[Lesetext]

So stellt uns Gianni Mattencini, Richter und Schriftsteller aus Bari, im ersten Kapitel seines neuen Romans dessen zentrale Figur vor (die danach nur noch in Rückblenden auftritt). Wieder zeigt sich Mattencinis Meisterschaft in mehreren Registern, wie sie mich im Vorgängerroman »L’onore e il silenzio« überzeugt hat [› Rezension]. Der Erzähler formuliert mit reichem Wortschatz, treffsicherer Präzision und ausgefeilter Differenziertheit aus Innamoratos Perspektive und wahrt doch eine eigenartige Distanz, die bisweilen nach Ironie schmeckt. Die Mischung entsteht durch den Wechsel zwischen Innamoratos nüchterner Gedankenwelt und lebhaft-anschaulicher Beschreibung des Geschehens ›draußen‹ (Abendstimmung in den Straßen der Stadt), Kaskaden der Metaphorik und punktueller poetischer Überhöhung (traumähnliche oder delirierende Sequenzen) und natürlich durch Verrätselung (dies ist schließlich ein Kriminalroman). Insgesamt finden wir uns in einer abgekühlten Stimmung der Verlorenheit, die an Kafka erinnert, andererseits spielt der Erzähler mit einer übersteigerten Sensibilität des Selbstmörders in seinen letzten Stunden, wie sie Edgar Alan Poe (»The Tell-Tale Heart«) oder Ambrose Bierce (»An Occurrence at Owl Creek Bridge«) als tragendes Motiv ausgestaltet haben.
Wie geht es weiter? Nichts an Gaetano Innamorato ist auffällig, nichts an seinem Suizid, und schon gleich nichts von juristischer Relevanz. Er war drei Jahre zuvor aus den Marken, seiner Heimat, nach Bari abgeschoben worden, weil er mit der Gattin seines Vorgesetzten angebandelt haben soll, und lebte seither als Mann ohne Eigenschaften und ohne soziale Beziehungen, ein winziges Rädchen im System der Materialbeschaffung für den Bau neuer Eisenbahnstrecken.
Dienstliche Aufgaben hatten ihn zuletzt in die Werkstätten der Ferrovia dello Stato geführt, wo er hochoffiziell ein Knäuel stabilen Seils auslieh. Das ungewöhnliche Ansinnen an einem Ort, wo Schwellen, Weichen, Schienen und gewaltige Stahlträger bereitgestellt werden, erregte die Verwunderung einiger Arbeiter. Es sind ehrliche, tüchtige Männer, der eine eher ängstlich, der andere mutig, wieder ein anderer etwas schwerfällig von Begriff, und jeder hat seine persönlichen Sorgen mit der Familie, mit der Gesundheit, mit dem Geld. In Kürze soll das eingespielte Team unter Leitung ihres souveränen und klugen caposquadra Gennaro Loiacono zu einer neuen monatelangen Brückenbau-Mission ins Landesinnere aufbrechen. Dem caporeparto, dem fähigen ingegner Leonardo Spagnolo, kann es nicht schnell genug gehen, einen Verzug kann er nicht zulassen. Ihnen allen liegt im Übrigen noch der Kriminalfall auf der Seele, der sich zwei Jahre zuvor mitten unter ihnen ereignet hatte und in »L’onore e il silenzio« erzählt wird. Diese fatti di Borgodivalle werden in diesem Band nur angedeutet, um verständlich zu machen, welch vielfältige Sorgen die Männer bedrücken, als sie hinsichtlich Innamoratos Arbeit und wegen des Seils von den Polizeibehörden verhört werden.

[Schriftlicher Auftrag 1]
Schreibe aus der Buchbesprechung zu Mattencinis Roman den Abschnitt ab, der mit „Wie geht es“ beginnt und mit „Bau neuer Eisenbahnstrecken.“ endet.
[Schriftlicher Auftrag 2]
Führe die Buchbesprechung zu Mattencinis Roman im selben Stil nach ihrem letzten Satz weiter.

[Erfasste Daten]
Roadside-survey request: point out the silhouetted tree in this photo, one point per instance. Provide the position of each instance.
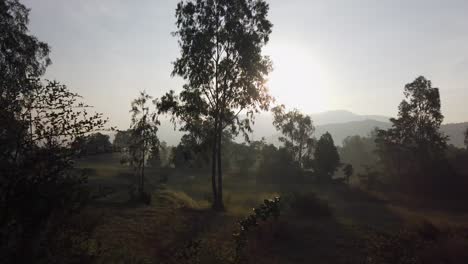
(466, 138)
(220, 43)
(39, 121)
(94, 144)
(297, 130)
(122, 140)
(244, 157)
(414, 140)
(359, 151)
(277, 166)
(348, 172)
(327, 159)
(143, 140)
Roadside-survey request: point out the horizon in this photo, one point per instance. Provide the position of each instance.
(335, 55)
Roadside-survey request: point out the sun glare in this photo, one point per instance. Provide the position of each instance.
(298, 79)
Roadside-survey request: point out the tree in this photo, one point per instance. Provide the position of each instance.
(277, 166)
(94, 144)
(244, 157)
(414, 140)
(326, 155)
(348, 172)
(359, 151)
(220, 44)
(143, 140)
(39, 121)
(122, 140)
(297, 130)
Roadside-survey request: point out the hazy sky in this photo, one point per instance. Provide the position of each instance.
(354, 55)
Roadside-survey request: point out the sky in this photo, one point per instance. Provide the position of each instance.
(328, 55)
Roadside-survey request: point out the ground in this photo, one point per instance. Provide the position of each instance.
(180, 227)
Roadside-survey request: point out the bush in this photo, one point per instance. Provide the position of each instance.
(424, 244)
(308, 205)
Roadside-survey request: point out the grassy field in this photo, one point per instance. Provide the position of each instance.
(179, 227)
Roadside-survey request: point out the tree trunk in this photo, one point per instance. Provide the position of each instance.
(220, 173)
(213, 167)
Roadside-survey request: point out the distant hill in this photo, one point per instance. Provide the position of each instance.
(339, 123)
(343, 116)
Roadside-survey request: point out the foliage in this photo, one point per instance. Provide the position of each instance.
(39, 121)
(95, 143)
(37, 181)
(414, 140)
(122, 140)
(369, 178)
(348, 172)
(298, 131)
(144, 142)
(308, 205)
(359, 151)
(327, 159)
(466, 138)
(277, 166)
(220, 45)
(269, 209)
(423, 244)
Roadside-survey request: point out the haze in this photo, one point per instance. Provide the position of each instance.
(353, 55)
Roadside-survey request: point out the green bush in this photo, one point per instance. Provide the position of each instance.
(308, 205)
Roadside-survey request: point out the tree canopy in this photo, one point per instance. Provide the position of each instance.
(297, 130)
(326, 155)
(225, 72)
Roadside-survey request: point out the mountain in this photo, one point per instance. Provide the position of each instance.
(339, 124)
(343, 116)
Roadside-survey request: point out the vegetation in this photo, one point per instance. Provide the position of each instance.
(221, 44)
(70, 195)
(39, 122)
(298, 131)
(327, 159)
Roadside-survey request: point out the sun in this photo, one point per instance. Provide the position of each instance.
(298, 80)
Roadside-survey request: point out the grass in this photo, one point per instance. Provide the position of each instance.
(327, 224)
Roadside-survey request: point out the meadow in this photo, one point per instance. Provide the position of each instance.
(319, 223)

[Antwort 1]
Wie geht es weiter? Nichts an Gaetano Innamorato ist auffällig, nichts an seinem Suizid, und schon gleich nichts von juristischer Relevanz. Er war drei Jahre zuvor aus den Marken, seiner Heimat, nach Bari abgeschoben worden, weil er mit der Gattin seines Vorgesetzten angebandelt haben soll, und lebte seither als Mann ohne Eigenschaften und ohne soziale Beziehungen, ein winziges Rädchen im System der Materialbeschaffung für den Bau neuer Eisenbahnstrecken.

[Antwort 2]
Selbstverständlich müssen Polizei und Staatsanwaltschaft pflichtgemäß den Tatort und das Leben des Toten untersuchen. Da ihnen nichts auffällt, womit sie sich Lorbeeren verdienen könnten, rät der zuständige sostituto procuratore del re seinem vorgesetzten Behördenleiter kurz und bündig, die Akten zu schließen. Aber »i carabinieri domandano e sospettano, i magistrati leggono verbali e sospettano, i colleghi nel corridoio parlucchiano fra loro e sospettano, i benpensanti leggono i quotidiani e sospettano. Fanno tutti il loro mestiere«, und so muss man immer wieder neu aufkommenden Fragen nachgehen. Die Erörterungen über das sinnvolle weitere Vorgehen nehmen bei den Arbeitern und in den Behörden einen breiten Raum ein. Stehen bei Ersteren private Anliegen und Hemmnisse im Vordergrund, werden die Argumente und Motive der Beamten unter präziser Berücksichtigung der Hierarchien und persönlichen Motive mit feiner Ironie serviert, so dass auch diese Personen zu differenzierten Charakteren werden.
Jedenfalls entdecken die verschiedenen Gruppen ganz unerwartete Seiten des Innamorato – und auch in ihren Kreisen (hier Näheres zu enthüllen wäre unfair). Von Anfang an versteckt der Autor feinsinnige Vorausdeutungen, die erst beim zweiten Lesen der ersten Seiten ins Auge fallen. Danach häufen sich Indizien und Stichwörter, die ab der Mitte des Buches nahelegen, wo der Schlüssel der Auflösung zu suchen sein wird. Bis dahin sind jedoch so viele Handlungsstränge aufgespannt, dass sich das Interesse des Lesers in der zweiten Hälfte vor allem auf die Charaktere, ihre Weiterentwicklung und ihre Beziehungen richtet. Das macht den Roman insgesamt eher zu einer psychologischen Studie als zu einem spannenden kriminalistischen Rätsel.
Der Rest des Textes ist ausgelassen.